*What is needed*.
Locate every line in the data below that contains the word "knit", and copy each such line in full.

################

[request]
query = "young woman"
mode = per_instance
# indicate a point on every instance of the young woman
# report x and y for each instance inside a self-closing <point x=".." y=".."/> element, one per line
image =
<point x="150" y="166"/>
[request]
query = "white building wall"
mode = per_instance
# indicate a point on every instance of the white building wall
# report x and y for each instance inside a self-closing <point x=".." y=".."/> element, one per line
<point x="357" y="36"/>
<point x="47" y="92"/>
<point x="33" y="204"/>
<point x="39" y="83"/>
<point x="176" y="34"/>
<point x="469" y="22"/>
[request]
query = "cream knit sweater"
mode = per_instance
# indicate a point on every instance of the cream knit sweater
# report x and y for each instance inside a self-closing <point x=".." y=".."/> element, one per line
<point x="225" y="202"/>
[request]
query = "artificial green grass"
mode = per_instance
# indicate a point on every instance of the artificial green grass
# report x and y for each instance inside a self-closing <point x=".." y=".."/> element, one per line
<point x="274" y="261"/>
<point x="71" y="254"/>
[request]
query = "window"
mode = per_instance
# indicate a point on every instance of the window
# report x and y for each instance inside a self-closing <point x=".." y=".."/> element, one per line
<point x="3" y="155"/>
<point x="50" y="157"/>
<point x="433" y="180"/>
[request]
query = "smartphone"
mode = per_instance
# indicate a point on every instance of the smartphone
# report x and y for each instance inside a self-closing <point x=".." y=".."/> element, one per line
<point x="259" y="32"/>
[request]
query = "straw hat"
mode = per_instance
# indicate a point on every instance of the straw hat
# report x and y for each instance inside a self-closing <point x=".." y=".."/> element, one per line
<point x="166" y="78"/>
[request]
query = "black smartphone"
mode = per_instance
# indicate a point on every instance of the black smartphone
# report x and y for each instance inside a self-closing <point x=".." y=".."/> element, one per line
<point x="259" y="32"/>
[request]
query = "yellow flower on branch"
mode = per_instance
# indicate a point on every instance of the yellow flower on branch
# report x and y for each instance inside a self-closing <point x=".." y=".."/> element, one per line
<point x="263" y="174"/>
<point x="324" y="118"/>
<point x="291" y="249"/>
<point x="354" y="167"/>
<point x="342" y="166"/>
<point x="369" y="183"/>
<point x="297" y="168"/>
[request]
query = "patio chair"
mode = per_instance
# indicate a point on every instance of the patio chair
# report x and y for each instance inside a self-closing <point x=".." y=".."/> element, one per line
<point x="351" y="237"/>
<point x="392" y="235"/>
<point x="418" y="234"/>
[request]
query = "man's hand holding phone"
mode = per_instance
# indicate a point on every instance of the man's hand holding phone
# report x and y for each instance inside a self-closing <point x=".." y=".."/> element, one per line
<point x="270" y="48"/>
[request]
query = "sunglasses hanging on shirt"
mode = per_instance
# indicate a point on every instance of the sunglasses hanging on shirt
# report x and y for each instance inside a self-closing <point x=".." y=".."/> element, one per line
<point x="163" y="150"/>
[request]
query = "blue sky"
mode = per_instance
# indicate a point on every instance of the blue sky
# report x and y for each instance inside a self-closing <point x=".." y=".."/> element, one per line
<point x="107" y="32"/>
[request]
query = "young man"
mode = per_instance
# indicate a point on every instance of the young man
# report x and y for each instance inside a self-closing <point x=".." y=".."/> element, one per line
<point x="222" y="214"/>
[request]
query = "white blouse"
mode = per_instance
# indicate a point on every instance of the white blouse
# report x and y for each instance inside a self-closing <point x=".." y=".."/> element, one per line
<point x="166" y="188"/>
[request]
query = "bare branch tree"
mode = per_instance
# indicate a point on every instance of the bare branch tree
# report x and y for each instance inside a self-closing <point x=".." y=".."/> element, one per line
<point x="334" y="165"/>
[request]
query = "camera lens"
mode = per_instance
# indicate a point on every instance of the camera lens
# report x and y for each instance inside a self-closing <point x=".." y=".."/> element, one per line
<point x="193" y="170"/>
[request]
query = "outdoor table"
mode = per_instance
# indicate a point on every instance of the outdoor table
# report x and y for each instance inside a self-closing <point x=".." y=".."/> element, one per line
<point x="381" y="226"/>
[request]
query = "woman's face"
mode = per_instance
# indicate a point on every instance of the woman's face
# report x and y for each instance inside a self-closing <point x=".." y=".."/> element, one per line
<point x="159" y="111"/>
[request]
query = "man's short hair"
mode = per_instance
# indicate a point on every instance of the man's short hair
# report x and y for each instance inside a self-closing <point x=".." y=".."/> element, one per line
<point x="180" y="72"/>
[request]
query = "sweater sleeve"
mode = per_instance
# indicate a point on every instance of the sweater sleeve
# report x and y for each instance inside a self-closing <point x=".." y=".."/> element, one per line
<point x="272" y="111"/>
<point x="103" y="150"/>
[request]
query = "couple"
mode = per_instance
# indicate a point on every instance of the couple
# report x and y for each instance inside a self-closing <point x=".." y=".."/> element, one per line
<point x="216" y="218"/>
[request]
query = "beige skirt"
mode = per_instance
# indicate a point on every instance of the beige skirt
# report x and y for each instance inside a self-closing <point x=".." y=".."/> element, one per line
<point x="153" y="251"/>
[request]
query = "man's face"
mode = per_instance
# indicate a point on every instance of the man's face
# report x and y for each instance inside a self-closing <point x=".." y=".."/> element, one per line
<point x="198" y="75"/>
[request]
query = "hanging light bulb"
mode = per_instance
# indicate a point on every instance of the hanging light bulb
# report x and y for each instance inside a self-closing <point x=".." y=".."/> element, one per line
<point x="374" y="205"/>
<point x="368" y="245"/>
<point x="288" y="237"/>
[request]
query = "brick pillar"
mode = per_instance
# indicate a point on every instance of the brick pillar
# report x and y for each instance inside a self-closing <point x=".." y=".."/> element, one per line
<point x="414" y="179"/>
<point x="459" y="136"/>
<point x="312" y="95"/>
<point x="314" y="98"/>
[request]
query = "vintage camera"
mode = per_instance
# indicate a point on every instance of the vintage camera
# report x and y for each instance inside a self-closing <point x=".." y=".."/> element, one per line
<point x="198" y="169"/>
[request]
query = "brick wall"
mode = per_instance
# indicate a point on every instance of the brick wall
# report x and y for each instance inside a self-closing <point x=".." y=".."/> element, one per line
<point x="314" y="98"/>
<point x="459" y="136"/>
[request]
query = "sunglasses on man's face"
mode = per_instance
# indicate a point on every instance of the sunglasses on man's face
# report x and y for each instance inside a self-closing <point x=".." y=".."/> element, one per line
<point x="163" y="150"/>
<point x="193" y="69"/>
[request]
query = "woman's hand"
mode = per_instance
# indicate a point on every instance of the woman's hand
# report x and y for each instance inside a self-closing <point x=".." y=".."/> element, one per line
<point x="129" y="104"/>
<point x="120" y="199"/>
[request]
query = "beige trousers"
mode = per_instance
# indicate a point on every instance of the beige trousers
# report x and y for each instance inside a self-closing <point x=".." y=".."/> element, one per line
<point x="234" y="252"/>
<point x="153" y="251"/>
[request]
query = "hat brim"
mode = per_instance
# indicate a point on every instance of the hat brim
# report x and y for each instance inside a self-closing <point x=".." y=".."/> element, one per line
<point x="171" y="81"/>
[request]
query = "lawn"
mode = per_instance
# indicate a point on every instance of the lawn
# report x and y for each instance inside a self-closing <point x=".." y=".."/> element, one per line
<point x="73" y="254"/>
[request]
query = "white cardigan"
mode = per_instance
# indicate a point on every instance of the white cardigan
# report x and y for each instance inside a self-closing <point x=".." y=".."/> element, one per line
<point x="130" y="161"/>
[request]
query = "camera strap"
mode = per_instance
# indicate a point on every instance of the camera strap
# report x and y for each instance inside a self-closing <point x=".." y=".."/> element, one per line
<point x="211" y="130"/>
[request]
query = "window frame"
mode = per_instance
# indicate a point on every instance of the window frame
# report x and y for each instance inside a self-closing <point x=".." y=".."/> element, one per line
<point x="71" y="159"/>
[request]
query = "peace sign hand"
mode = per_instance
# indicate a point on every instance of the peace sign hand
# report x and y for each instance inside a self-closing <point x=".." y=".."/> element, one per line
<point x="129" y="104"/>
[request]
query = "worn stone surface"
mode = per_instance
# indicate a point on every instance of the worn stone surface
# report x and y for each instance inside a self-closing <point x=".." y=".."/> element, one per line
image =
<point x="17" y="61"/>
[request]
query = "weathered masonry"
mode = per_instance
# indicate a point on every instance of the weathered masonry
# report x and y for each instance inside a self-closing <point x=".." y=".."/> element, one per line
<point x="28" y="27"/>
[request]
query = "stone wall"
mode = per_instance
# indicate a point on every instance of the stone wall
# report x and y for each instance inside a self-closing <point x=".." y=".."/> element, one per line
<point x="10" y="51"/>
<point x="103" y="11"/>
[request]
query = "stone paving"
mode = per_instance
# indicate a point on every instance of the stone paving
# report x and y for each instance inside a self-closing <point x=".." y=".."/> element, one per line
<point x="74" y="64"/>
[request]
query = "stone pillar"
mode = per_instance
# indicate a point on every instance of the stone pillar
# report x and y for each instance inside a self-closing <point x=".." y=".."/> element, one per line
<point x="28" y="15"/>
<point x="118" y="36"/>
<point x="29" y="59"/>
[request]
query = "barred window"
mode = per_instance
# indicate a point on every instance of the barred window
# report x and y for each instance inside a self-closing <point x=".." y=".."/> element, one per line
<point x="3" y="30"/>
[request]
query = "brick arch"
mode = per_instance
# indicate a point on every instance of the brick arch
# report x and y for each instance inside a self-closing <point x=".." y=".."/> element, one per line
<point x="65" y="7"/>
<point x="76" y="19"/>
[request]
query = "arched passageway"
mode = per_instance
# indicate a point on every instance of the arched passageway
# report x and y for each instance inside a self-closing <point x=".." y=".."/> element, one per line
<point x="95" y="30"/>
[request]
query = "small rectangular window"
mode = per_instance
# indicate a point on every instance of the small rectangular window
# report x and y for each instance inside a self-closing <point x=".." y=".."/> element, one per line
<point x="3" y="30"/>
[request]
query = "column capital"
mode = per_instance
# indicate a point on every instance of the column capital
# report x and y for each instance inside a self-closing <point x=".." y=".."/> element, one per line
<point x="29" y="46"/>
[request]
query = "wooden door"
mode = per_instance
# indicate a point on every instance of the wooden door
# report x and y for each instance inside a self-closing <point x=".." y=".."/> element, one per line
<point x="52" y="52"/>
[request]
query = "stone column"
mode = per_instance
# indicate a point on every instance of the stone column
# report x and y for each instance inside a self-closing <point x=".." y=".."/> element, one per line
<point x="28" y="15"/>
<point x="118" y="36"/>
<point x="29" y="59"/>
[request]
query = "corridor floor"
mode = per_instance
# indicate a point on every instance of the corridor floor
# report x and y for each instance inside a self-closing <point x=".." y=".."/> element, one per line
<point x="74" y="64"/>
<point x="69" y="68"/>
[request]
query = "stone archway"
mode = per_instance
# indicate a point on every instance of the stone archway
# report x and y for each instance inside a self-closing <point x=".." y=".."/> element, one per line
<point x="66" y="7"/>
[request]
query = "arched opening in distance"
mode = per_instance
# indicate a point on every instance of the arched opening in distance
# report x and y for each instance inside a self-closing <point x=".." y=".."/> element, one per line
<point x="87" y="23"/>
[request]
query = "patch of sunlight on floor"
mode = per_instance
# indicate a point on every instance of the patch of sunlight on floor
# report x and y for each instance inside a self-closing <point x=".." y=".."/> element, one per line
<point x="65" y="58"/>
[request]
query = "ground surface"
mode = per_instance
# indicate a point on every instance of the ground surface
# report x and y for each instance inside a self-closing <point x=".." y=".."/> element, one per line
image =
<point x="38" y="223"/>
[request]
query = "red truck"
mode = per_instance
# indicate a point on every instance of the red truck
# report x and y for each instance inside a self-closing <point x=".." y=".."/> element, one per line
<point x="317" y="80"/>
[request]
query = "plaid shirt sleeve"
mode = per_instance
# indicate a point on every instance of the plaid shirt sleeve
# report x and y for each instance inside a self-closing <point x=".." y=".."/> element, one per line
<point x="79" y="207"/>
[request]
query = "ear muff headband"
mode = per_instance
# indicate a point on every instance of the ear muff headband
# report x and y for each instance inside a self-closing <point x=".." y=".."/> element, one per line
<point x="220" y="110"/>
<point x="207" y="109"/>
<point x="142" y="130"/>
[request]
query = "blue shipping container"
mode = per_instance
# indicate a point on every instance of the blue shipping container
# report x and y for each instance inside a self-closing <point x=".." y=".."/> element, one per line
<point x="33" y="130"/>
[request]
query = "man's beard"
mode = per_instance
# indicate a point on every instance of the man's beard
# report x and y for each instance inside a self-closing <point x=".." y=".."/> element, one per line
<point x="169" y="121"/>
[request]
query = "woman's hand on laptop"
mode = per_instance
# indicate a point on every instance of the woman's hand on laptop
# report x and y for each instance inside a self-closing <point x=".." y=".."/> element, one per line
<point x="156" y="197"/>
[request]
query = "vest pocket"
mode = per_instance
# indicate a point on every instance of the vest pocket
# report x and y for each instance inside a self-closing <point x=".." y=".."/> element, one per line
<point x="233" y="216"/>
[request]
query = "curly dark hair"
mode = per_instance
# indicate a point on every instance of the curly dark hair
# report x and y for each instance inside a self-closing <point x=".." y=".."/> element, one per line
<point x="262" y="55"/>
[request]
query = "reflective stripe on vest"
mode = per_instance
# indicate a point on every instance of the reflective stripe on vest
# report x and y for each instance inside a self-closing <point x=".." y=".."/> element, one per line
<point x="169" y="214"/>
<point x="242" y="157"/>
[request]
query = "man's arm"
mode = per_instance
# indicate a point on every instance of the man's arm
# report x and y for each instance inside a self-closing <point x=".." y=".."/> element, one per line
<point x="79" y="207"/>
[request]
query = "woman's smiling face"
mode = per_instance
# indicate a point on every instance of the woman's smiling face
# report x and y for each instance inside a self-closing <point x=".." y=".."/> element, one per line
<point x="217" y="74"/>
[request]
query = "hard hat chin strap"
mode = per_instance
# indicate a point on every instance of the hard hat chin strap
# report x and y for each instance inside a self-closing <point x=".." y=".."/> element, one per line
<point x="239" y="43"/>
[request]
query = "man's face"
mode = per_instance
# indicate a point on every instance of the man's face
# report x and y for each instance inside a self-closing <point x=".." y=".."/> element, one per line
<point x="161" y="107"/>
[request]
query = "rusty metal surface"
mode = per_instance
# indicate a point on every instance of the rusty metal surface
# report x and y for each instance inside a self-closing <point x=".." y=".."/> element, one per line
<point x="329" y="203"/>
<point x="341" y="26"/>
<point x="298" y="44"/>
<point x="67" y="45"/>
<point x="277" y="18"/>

################

*Exercise result*.
query = "cream knit sweater"
# indicate a point on every instance of the cream knit sweater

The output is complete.